======== DATASET
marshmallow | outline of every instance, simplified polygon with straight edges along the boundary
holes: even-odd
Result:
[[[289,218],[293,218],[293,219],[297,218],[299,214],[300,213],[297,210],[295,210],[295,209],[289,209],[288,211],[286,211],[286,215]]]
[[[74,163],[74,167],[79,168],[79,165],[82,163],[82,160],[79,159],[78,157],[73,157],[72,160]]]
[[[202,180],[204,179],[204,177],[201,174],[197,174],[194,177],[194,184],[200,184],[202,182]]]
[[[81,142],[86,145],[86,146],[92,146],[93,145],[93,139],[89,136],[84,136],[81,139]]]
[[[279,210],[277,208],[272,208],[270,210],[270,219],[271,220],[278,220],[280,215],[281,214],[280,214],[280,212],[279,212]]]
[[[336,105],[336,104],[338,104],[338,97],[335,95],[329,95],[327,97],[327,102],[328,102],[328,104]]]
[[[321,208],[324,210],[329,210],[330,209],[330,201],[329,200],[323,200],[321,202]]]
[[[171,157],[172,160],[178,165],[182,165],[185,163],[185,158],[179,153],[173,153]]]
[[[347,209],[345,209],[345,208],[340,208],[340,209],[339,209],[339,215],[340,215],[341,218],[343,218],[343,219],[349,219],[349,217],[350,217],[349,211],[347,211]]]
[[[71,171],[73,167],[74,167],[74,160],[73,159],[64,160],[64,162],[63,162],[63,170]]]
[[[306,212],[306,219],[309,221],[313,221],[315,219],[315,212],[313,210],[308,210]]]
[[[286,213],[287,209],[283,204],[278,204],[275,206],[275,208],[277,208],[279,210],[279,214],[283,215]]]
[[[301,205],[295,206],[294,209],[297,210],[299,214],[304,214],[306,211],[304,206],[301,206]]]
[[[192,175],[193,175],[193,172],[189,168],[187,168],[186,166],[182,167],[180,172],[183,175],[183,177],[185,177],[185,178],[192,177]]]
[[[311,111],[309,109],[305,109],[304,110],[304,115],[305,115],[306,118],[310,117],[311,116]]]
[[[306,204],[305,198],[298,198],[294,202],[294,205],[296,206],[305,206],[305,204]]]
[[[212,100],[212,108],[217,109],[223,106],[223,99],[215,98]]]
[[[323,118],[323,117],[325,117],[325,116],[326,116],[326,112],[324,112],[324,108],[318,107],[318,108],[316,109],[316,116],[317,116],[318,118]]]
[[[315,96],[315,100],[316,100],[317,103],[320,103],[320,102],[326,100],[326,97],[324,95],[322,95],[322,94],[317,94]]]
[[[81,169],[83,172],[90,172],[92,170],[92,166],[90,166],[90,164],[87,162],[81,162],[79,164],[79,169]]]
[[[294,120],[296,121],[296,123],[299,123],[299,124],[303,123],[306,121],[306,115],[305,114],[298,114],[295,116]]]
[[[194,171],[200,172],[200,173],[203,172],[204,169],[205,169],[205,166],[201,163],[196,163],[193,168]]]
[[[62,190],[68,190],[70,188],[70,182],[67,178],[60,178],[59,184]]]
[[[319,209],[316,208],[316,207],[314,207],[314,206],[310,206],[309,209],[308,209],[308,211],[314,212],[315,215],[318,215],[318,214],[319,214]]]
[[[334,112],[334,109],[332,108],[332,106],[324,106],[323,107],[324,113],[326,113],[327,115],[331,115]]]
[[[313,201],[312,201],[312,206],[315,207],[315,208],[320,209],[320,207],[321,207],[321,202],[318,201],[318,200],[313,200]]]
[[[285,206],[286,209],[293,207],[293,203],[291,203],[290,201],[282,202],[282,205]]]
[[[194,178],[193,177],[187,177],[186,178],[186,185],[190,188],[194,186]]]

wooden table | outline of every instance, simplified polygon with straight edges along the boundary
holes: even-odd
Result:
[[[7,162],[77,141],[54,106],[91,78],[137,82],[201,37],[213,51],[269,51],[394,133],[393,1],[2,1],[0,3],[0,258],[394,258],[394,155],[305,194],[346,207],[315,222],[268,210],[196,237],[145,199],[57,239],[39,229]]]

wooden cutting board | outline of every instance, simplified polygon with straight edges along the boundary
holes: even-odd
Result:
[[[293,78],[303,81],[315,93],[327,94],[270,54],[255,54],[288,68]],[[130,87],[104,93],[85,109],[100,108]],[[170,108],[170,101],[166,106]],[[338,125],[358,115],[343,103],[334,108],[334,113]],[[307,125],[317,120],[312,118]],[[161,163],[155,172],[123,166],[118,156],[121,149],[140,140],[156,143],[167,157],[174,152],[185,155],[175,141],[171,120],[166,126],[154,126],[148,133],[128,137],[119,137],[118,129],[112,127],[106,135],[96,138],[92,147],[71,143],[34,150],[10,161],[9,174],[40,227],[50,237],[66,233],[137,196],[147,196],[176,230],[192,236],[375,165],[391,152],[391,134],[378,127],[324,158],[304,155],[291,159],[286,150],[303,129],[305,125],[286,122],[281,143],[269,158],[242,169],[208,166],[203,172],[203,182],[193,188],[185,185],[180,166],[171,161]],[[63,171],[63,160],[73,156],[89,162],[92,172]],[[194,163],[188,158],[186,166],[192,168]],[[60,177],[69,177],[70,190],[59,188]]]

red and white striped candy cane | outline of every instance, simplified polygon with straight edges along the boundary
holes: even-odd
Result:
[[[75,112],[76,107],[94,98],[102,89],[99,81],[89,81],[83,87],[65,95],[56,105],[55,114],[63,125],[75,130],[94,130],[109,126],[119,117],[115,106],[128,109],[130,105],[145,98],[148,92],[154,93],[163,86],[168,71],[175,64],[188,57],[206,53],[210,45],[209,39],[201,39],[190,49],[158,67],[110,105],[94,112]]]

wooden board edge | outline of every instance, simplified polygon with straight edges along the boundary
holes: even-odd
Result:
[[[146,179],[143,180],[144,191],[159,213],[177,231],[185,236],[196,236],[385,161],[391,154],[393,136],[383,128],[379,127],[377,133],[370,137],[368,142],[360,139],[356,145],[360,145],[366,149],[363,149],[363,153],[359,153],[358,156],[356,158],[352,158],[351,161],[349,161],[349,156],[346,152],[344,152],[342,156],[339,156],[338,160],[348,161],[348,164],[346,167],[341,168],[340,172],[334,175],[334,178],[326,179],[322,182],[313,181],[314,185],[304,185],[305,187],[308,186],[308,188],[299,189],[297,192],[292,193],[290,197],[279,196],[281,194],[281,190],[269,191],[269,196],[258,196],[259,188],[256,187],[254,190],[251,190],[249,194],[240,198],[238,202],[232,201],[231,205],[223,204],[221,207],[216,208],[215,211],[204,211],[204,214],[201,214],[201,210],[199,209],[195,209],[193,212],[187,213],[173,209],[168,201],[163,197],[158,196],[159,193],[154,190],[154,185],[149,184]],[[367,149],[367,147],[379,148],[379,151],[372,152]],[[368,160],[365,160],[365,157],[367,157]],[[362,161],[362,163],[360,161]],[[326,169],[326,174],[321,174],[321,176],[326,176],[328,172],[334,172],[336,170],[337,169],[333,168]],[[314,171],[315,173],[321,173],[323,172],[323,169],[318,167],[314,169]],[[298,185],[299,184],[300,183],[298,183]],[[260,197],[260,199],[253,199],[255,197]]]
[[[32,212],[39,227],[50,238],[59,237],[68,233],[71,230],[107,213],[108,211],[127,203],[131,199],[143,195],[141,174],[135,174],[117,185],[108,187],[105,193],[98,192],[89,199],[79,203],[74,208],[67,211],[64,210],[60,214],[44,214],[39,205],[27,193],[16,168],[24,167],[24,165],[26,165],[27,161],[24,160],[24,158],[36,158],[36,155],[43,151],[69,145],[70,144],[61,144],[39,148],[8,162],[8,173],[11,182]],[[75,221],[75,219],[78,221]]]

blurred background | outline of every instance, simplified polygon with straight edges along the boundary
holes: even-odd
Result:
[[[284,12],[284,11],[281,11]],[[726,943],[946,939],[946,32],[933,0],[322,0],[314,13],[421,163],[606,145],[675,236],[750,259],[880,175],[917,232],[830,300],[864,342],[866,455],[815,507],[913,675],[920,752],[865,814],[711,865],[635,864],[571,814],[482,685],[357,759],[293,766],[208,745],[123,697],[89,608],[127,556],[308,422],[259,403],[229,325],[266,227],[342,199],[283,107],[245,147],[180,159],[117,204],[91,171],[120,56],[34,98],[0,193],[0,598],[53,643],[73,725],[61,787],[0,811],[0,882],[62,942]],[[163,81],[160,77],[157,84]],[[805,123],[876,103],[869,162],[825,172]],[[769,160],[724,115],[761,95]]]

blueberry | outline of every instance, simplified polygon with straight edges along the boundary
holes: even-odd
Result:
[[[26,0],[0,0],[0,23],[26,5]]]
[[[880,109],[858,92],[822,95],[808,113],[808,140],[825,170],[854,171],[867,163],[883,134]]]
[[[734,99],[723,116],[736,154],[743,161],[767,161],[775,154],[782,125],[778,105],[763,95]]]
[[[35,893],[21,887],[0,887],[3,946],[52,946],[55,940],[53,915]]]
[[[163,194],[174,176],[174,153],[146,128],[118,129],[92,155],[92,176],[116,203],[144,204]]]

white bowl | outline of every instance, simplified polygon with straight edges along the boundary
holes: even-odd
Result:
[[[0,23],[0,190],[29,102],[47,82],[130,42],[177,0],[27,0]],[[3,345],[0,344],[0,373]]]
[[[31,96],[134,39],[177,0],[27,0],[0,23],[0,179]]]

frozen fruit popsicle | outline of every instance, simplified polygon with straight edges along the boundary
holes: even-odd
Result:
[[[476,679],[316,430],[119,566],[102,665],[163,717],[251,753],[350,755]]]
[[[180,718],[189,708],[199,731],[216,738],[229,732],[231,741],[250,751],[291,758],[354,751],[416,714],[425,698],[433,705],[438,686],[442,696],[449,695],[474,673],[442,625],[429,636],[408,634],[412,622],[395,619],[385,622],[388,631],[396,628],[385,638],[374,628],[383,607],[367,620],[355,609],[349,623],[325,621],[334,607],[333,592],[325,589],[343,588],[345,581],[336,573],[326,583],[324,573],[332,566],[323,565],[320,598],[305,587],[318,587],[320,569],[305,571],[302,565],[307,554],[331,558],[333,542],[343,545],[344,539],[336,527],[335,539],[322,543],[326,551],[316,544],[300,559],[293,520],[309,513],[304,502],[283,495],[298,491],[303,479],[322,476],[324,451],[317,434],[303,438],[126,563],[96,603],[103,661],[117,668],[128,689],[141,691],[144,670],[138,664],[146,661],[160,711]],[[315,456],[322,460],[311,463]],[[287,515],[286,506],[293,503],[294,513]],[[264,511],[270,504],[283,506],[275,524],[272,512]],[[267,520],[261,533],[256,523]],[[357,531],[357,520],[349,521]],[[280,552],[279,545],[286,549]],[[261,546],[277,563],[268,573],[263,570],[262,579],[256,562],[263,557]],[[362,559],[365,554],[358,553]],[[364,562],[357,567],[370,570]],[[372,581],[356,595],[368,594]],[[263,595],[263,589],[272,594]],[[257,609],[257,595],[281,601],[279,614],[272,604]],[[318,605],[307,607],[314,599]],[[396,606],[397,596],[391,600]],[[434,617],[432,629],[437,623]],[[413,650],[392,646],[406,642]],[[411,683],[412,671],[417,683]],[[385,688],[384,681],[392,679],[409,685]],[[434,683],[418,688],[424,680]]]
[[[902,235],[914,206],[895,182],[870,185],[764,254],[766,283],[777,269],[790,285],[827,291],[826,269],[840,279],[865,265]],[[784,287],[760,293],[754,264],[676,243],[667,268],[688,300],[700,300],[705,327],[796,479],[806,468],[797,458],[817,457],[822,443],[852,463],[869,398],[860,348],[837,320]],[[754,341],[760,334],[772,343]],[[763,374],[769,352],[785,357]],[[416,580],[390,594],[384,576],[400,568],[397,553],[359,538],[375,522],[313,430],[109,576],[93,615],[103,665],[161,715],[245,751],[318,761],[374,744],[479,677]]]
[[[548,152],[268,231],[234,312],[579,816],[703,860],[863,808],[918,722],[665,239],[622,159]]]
================
• _TASK PROMPT_
For the word "along", count how many lines of the entries contain it; give the number and nothing more.

• _ANSWER SPACE_
9